## What you will do
Reproduce each line of the material that follows, word for word.

## Material for the task
☆ ☆ ☆ ☆ ☆ ☆ ☆

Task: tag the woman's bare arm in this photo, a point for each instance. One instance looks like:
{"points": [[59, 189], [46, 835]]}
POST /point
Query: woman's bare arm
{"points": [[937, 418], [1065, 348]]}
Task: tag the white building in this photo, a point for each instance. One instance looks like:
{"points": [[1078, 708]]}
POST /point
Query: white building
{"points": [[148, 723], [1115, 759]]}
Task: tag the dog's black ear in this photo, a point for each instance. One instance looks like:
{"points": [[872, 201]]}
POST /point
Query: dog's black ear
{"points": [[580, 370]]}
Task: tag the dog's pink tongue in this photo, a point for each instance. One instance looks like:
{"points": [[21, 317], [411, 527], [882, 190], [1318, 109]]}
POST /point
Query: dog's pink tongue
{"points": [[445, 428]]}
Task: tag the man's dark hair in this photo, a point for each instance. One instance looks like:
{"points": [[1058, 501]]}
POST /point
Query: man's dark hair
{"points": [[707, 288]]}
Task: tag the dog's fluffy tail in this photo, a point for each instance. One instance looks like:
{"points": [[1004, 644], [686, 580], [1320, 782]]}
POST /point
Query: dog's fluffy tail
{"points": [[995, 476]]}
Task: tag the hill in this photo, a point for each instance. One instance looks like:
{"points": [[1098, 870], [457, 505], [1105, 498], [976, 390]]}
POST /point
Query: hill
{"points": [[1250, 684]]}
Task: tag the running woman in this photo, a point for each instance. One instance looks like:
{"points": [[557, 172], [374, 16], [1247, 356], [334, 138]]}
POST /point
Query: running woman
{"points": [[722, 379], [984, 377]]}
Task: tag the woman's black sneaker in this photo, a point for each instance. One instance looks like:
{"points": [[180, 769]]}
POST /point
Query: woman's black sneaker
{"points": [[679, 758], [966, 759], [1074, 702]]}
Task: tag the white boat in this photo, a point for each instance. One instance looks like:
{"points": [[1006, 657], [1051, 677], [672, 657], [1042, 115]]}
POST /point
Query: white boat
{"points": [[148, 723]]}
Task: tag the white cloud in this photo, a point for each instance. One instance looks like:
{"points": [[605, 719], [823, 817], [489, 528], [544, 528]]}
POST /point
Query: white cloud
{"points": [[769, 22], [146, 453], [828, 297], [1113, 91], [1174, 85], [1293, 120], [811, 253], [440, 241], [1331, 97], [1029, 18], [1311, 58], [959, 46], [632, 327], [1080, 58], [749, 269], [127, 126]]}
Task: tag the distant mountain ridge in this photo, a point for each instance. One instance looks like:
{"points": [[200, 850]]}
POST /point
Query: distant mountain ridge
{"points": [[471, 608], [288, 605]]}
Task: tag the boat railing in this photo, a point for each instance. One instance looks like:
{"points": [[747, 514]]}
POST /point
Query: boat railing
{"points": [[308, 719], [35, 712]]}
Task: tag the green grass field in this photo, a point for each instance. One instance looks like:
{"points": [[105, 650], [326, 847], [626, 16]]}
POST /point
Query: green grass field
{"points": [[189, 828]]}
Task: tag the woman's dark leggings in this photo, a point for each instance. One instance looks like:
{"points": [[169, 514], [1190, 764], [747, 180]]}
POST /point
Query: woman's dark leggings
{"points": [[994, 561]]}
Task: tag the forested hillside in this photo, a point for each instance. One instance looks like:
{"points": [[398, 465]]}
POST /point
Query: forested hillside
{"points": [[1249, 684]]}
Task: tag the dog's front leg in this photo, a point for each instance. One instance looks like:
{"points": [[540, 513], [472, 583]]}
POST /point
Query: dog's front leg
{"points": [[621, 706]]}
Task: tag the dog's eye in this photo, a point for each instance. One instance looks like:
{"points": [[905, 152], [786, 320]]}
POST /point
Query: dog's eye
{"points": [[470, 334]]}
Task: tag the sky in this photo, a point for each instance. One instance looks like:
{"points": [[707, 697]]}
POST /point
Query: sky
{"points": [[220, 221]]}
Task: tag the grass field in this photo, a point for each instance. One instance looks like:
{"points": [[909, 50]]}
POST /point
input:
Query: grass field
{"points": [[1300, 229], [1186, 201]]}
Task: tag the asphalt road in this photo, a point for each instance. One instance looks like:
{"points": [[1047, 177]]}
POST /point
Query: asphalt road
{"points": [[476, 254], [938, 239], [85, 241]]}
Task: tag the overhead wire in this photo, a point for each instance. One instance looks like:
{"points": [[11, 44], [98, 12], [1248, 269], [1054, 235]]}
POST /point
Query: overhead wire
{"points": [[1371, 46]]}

☆ ☆ ☆ ☆ ☆ ☆ ☆

## Result for this task
Task: tag the woman's bare arm in this photo, a point for each instance. One instance looks like:
{"points": [[59, 189], [46, 835]]}
POST /point
Query: woman's bare arm
{"points": [[937, 418], [1065, 348]]}
Task: tag the white building in this photo, a point for each instance. One instance looks like:
{"points": [[1078, 708]]}
POST /point
Query: white building
{"points": [[148, 723], [1115, 759]]}
Task: tag the dog's black ear in this photo, a point for each instance. One instance looks like:
{"points": [[872, 201]]}
POST /point
Query: dog's black ear
{"points": [[580, 370]]}
Task: tag the dog's pink tongue in this photo, a point for each instance. One instance looks like:
{"points": [[21, 317], [411, 527], [882, 190], [1318, 109]]}
POST /point
Query: dog's pink tongue
{"points": [[445, 428]]}
Task: tag the man's dark hair in this photo, a point for each instance. One instance looks like:
{"points": [[1058, 501]]}
POST /point
Query: man's dark hair
{"points": [[707, 288]]}
Task: tag the dog's fluffy tail in this photo, a point for each instance. One instance looks like:
{"points": [[1004, 644], [686, 580], [1320, 782]]}
POST /point
Query: dog's fluffy tail
{"points": [[995, 476]]}
Task: tag the hill in this photo, a point for each instance. One instance looks like:
{"points": [[1098, 870], [457, 505], [1105, 498], [976, 390]]}
POST /point
Query: hill
{"points": [[1250, 684]]}
Task: tag the running woman in this photo, a point for each instance. One instance looks like:
{"points": [[557, 172], [374, 16], [1247, 356], [334, 138]]}
POST /point
Query: running woman
{"points": [[722, 379], [984, 377]]}
Task: tag the woman's black sneaker in this photo, a point for each instance. One instance looks like:
{"points": [[180, 769]]}
POST /point
Query: woman's black sneaker
{"points": [[679, 758], [966, 759], [1074, 702]]}
Task: tag the white boat in this photo, a point for each instance. One instance looks like:
{"points": [[1006, 657], [1051, 677], [672, 657], [1042, 115]]}
POST /point
Query: white boat
{"points": [[148, 723]]}
Task: tag the white cloud in this photo, a point for each instance. One instance looks like:
{"points": [[605, 719], [823, 817], [489, 528], [544, 528]]}
POST /point
Query: white cloud
{"points": [[769, 22], [146, 453], [828, 297], [1113, 91], [1174, 85], [1293, 120], [811, 253], [440, 241], [1331, 97], [1029, 18], [1311, 58], [959, 46], [632, 327], [1080, 58], [749, 269], [127, 126]]}
Task: tag the distant mountain ridge in this photo, a point for each instance. One instance looks like:
{"points": [[200, 850]]}
POST /point
Query: distant mountain ridge
{"points": [[471, 608], [288, 605]]}
Task: tag the boat railing in this photo, a point for each instance. One instance looks like:
{"points": [[747, 514]]}
POST /point
Query: boat railing
{"points": [[308, 719], [35, 712]]}
Task: tag the green grass field in this photo, a point for each instance. One instance looks like:
{"points": [[105, 650], [326, 847], [626, 16]]}
POST /point
Query: green grass field
{"points": [[189, 828]]}
Task: tag the woman's dark leggings in this photo, a point for each instance. One instance looks like:
{"points": [[169, 514], [1190, 764], [747, 180]]}
POST /point
Query: woman's dark leggings
{"points": [[994, 561]]}
Task: tag the forested hillside in this photo, a point for each instance. One instance looks like:
{"points": [[398, 465]]}
POST /point
Query: forested hillside
{"points": [[1249, 684]]}
Task: tag the dog's front leg in this photo, a point for each instance. One instance looks like:
{"points": [[540, 513], [472, 583]]}
POST /point
Query: dog's front leg
{"points": [[621, 706]]}
Task: tag the dog's eye in this photo, a point for each instance. One instance looks like:
{"points": [[905, 152], [786, 320]]}
POST /point
Query: dog's eye
{"points": [[470, 334]]}
Task: tag the sky in this photo, a point for each instance. One instance looks like:
{"points": [[707, 697]]}
POST /point
Query: sky
{"points": [[220, 221]]}
Task: tag the grass field in this photo, a point for each instance. One instance looks like:
{"points": [[909, 50]]}
POST /point
input:
Query: grass field
{"points": [[1300, 229], [1186, 201]]}
Task: tag the asphalt road in this photo, a point for each instance. One instance looks like:
{"points": [[1047, 177]]}
POST /point
Query: asphalt road
{"points": [[476, 254], [938, 239], [85, 241]]}
Task: tag the overhead wire in this photo, a point for each instance. One instance looks like:
{"points": [[11, 44], [98, 12], [1248, 269], [1054, 235]]}
POST /point
Query: overhead wire
{"points": [[1371, 46]]}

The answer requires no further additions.